▶ _Document section_:
"""

Forcing the log, so sleeping with ILOCK taken.
Because it's trying to reallocate an extent that is pinned in the
log and is marked stale. i.e. we are reallocating a recently freed
metadata extent that hasn't been committed to disk yet. IOWs, it's
the metadata form of the "log force to clear a busy extent so we can
re-use it" condition....

There's nothing you can do to reliably avoid this - it's a sign that
you're running low on free space in an AG because it's recycling
recently freed space faster than the CIL is being committed to disk.

You could speed up background journal syncs to try to reduce the
async checkpoint latency that allows busy extents to build up
(/proc/sys/fs/xfs/xfssyncd_centisecs) but that also impacts on
journal overhead and IO latency, etc.
Perhaps xfs should auto-tune this variable.
That's not a fix. That's a nasty hack that attempts to hide the
underlying problem of selecting AGs and/or free space that requires
a log force to be used instead of finding other, un-encumbered
freespace present in the filesystem.
Isn't the underlying problem that you have a foreground process
depending on the progress of a background process?
At a very, very basic level.

i.e., no matter
how AG and free space selection improves, you can always find a
workload that consumes extents faster than they can be laundered?
Sure, but that doesn't mean we have to fall back to a synchronous
alogrithm to handle collisions. It's that synchronous behaviour that
is the root cause of the long lock stalls you are seeing.

Well, having that algorithm be asynchronous will be wonderful. But I imagine it will be a monstrous effort.

"""

▶ _What you are asked to do_: Resume the exchange about XFS log forces and busy extents, continuing on from its final sentence.

▶ _Given information_:
"""

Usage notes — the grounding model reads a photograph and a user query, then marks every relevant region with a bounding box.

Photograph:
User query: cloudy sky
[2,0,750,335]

"""

▶ _Response to this task_:
I'm not saying that free extent selection can't or shouldn't be
improved, just that it can never completely fix the problem on its
own.
Righto, if you say so.

After all, what do I know about the subject at hand? I'm just the
poor dumb guy


Just because you're an XFS expert, and even wrote the code at hand, doesn't mean I have nothing to contribute. If I'm wrong, it's enough to tell me that and why.



  who wrote the current busy extent list handling
algorithm years ago.  Perhaps you'd like to read the commit message
(below), because it explains these sycnhronous slow paths and why
they exist. I'll quote the part relevant to the discussion here,
though:

	    Ideally we should not reallocate busy extents. That is a
	    much more complex fix to the problem as it involves
	    direct intervention in the allocation btree searches in
	    many places. This is left to a future set of
	    modifications.

Thanks, that commit was interesting.

So, this future set of modifications is to have the extent allocator consult this rbtree and continue searching if locked?

Christoph has already mentioned in these busy extent blocking
threads that we need to do to avoid the synchronous blocking
problems you are seeing. We knew about this blocking problem more
than *15 years ago*, but we didn't need to solve it 8 years ago
because we it was not necessary to solve the "array overrun causes
log forces" problem people were reporting when they had heaps of
free space available in each AG.

Since then we haven't had a user report a workload that needed
anything more than what we currently do. You have a workload where
this is now important, and so we now need to revisit the issues we
laid out some 8 years ago and work from there.

I still think reducing the amount of outstanding busy extents is important. Modern disks write multiple GB/s, and big-data applications like to do large sequential writes and deletes, so high production rate of busy extents. Users also like high space utilization of their SSDs. It's easy to end up where most of your free extents are busy, leading to a hard time for your find-not-busy-free-extent algorithm.


If we could pass the iocb to file_update_time() then
xfs_vn_update_time, then it could perform a _nowait acquisition of
ILOCK. Otherwise, we can just check if ILOCK is acquirable in
xfs_file_aio_write_checks(). That's racy, but better than nothing.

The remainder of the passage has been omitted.